» What to work on
(a) Answer these questions from the saga pattern page, one answer per line, marked (i), (ii), (iii):
(i) In the order placement example, what compensating action belongs to the Inventory Service?
(ii) Which participant does K stand for in the choreography diagrams?
(iii) According to the choreography characteristics table, what kind of saga is choreography best for?
(b) Copy the saga pattern page starting at "The Distributed Transaction" and ending at "coordinated by events.", but swap "local transactions" for "independent transactions".

>> BEGIN Document section

Saga and Outbox Patterns — Deep Dive

Level: Advanced
Pre-reading: 03 · Microservices Patterns · 04 · Event-Driven Architecture

The Distributed Transaction Problem

In microservices, operations often span multiple services. Traditional ACID transactions don't work across service boundaries. 2PC (Two-Phase Commit) blocks and doesn't scale.

Solution: The Saga pattern — a sequence of local transactions coordinated by events.

Saga Pattern

A saga is a sequence of local transactions. Each step has a compensating transaction to undo if a later step fails.

graph LR
    T1[Local TX 1] --> T2[Local TX 2]
    T2 --> T3[Local TX 3]
    T3 -->|Success| S[Complete]
    T3 -->|Failure| C3[Compensate T2]
    C3 --> C2[Compensate T1]
    C2 --> F[Aborted]

Saga Example: Order Placement

Step Service Forward Action Compensating Action
1 Order Service Create order (PENDING) Cancel order
2 Inventory Service Reserve items Release reservation
3 Payment Service Charge payment Issue refund
4 Order Service Confirm order (CONFIRMED)

Saga Coordination: Choreography vs Orchestration

Choreography — Event-Driven

Each service publishes events; other services react. No central coordinator.

sequenceDiagram
    participant OS as Order Service
    participant K as Kafka
    participant IS as Inventory Service
    participant PS as Payment Service

    OS->>K: OrderCreated
    K->>IS: [OrderCreated]
    IS->>IS: Reserve items
    IS->>K: InventoryReserved
    K->>PS: [InventoryReserved]
    PS->>PS: Charge payment
    PS->>K: PaymentCharged
    K->>OS: [PaymentCharged]
    OS->>OS: Confirm order

Choreography: Failure Flow

sequenceDiagram
    participant OS as Order Service
    participant K as Kafka
    participant IS as Inventory Service
    participant PS as Payment Service

    OS->>K: OrderCreated
    K->>IS: [OrderCreated]
    IS->>IS: Reserve items
    IS->>K: InventoryReserved
    K->>PS: [InventoryReserved]
    PS->>PS: Payment fails
    PS->>K: PaymentFailed
    K->>IS: [PaymentFailed]
    IS->>IS: Release reservation
    K->>OS: [PaymentFailed]
    OS->>OS: Cancel order

Choreography Characteristics

Aspect Detail
Coupling Loose; services don't know each other
Visibility Hard to see full saga flow
Complexity Grows with number of steps
Failure handling Each service publishes compensating events
Best for Simple sagas (2–4 steps)

>> END Document section
>> BEGIN Entries provided

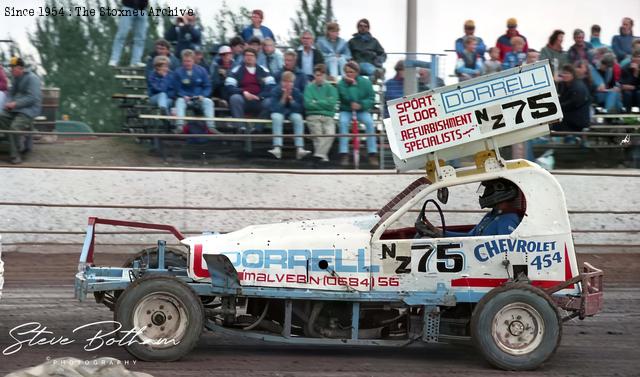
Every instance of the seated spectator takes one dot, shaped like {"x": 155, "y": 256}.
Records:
{"x": 367, "y": 51}
{"x": 575, "y": 100}
{"x": 290, "y": 59}
{"x": 630, "y": 82}
{"x": 308, "y": 55}
{"x": 469, "y": 64}
{"x": 517, "y": 55}
{"x": 335, "y": 50}
{"x": 249, "y": 86}
{"x": 22, "y": 105}
{"x": 320, "y": 99}
{"x": 185, "y": 34}
{"x": 237, "y": 46}
{"x": 356, "y": 99}
{"x": 159, "y": 84}
{"x": 606, "y": 80}
{"x": 162, "y": 48}
{"x": 580, "y": 50}
{"x": 504, "y": 42}
{"x": 270, "y": 57}
{"x": 256, "y": 29}
{"x": 193, "y": 89}
{"x": 219, "y": 70}
{"x": 554, "y": 53}
{"x": 287, "y": 102}
{"x": 494, "y": 64}
{"x": 469, "y": 30}
{"x": 595, "y": 37}
{"x": 621, "y": 44}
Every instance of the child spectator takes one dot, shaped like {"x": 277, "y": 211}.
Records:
{"x": 270, "y": 57}
{"x": 193, "y": 87}
{"x": 159, "y": 84}
{"x": 356, "y": 98}
{"x": 287, "y": 102}
{"x": 256, "y": 29}
{"x": 335, "y": 50}
{"x": 517, "y": 55}
{"x": 320, "y": 99}
{"x": 469, "y": 64}
{"x": 494, "y": 64}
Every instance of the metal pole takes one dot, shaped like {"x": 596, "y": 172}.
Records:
{"x": 410, "y": 79}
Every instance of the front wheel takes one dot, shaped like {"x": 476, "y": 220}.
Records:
{"x": 161, "y": 318}
{"x": 516, "y": 327}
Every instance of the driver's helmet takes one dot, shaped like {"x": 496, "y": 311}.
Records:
{"x": 497, "y": 191}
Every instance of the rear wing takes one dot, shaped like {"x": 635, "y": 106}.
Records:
{"x": 481, "y": 114}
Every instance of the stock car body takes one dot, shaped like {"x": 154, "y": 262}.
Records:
{"x": 363, "y": 280}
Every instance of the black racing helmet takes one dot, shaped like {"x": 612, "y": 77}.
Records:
{"x": 497, "y": 191}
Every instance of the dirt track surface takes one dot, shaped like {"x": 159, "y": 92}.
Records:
{"x": 39, "y": 288}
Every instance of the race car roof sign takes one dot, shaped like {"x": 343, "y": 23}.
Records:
{"x": 508, "y": 102}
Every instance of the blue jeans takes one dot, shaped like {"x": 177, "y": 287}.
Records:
{"x": 345, "y": 128}
{"x": 277, "y": 120}
{"x": 125, "y": 23}
{"x": 207, "y": 108}
{"x": 161, "y": 100}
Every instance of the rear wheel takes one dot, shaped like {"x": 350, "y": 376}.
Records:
{"x": 516, "y": 327}
{"x": 161, "y": 318}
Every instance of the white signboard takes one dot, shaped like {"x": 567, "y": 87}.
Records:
{"x": 505, "y": 102}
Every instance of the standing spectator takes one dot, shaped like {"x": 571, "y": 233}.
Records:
{"x": 308, "y": 55}
{"x": 581, "y": 50}
{"x": 356, "y": 96}
{"x": 256, "y": 29}
{"x": 162, "y": 47}
{"x": 630, "y": 82}
{"x": 554, "y": 52}
{"x": 366, "y": 50}
{"x": 159, "y": 84}
{"x": 185, "y": 34}
{"x": 136, "y": 20}
{"x": 219, "y": 70}
{"x": 193, "y": 87}
{"x": 595, "y": 37}
{"x": 575, "y": 100}
{"x": 505, "y": 40}
{"x": 469, "y": 64}
{"x": 621, "y": 44}
{"x": 287, "y": 102}
{"x": 517, "y": 55}
{"x": 237, "y": 46}
{"x": 335, "y": 49}
{"x": 23, "y": 104}
{"x": 290, "y": 59}
{"x": 469, "y": 29}
{"x": 270, "y": 57}
{"x": 494, "y": 64}
{"x": 320, "y": 99}
{"x": 248, "y": 86}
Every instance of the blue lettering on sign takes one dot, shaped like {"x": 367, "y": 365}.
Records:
{"x": 488, "y": 250}
{"x": 291, "y": 259}
{"x": 495, "y": 90}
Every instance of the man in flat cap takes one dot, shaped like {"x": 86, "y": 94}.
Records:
{"x": 23, "y": 104}
{"x": 504, "y": 42}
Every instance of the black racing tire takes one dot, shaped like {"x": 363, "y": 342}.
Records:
{"x": 516, "y": 327}
{"x": 171, "y": 308}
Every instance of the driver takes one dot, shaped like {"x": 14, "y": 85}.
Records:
{"x": 503, "y": 197}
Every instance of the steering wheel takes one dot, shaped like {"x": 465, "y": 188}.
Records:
{"x": 423, "y": 226}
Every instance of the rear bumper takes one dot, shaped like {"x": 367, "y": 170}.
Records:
{"x": 591, "y": 298}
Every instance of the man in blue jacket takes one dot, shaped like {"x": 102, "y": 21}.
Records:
{"x": 192, "y": 87}
{"x": 504, "y": 199}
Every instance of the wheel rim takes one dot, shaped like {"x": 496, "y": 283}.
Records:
{"x": 517, "y": 328}
{"x": 160, "y": 320}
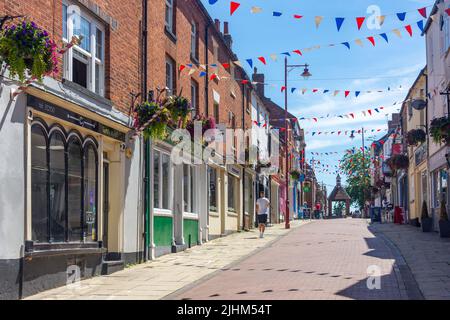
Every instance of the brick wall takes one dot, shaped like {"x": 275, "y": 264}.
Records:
{"x": 122, "y": 40}
{"x": 177, "y": 46}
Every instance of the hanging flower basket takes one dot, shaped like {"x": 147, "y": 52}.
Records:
{"x": 207, "y": 124}
{"x": 179, "y": 108}
{"x": 440, "y": 130}
{"x": 399, "y": 162}
{"x": 28, "y": 51}
{"x": 414, "y": 137}
{"x": 295, "y": 175}
{"x": 152, "y": 118}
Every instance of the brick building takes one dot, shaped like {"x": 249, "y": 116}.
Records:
{"x": 70, "y": 179}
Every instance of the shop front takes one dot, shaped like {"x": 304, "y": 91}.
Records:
{"x": 64, "y": 193}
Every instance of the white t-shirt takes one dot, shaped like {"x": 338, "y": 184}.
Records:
{"x": 263, "y": 206}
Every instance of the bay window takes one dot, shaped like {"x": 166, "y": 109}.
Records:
{"x": 64, "y": 184}
{"x": 84, "y": 63}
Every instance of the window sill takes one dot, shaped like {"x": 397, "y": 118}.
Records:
{"x": 170, "y": 35}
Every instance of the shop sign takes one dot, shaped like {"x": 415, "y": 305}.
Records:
{"x": 72, "y": 117}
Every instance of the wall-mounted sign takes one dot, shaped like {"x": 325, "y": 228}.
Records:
{"x": 74, "y": 118}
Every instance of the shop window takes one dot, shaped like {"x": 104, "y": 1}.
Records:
{"x": 90, "y": 192}
{"x": 57, "y": 188}
{"x": 64, "y": 176}
{"x": 39, "y": 173}
{"x": 75, "y": 179}
{"x": 84, "y": 63}
{"x": 231, "y": 193}
{"x": 189, "y": 185}
{"x": 212, "y": 177}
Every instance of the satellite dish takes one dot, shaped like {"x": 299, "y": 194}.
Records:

>> END Entries provided

» Outputs for the tasks
(a)
(i) Release reservation
(ii) Kafka
(iii) Simple sagas (2–4 steps)

(b)
The Distributed Transaction Problem

In microservices, operations often span multiple services. Traditional ACID transactions don't work across service boundaries. 2PC (Two-Phase Commit) blocks and doesn't scale.

Solution: The Saga pattern — a sequence of independent transactions coordinated by events.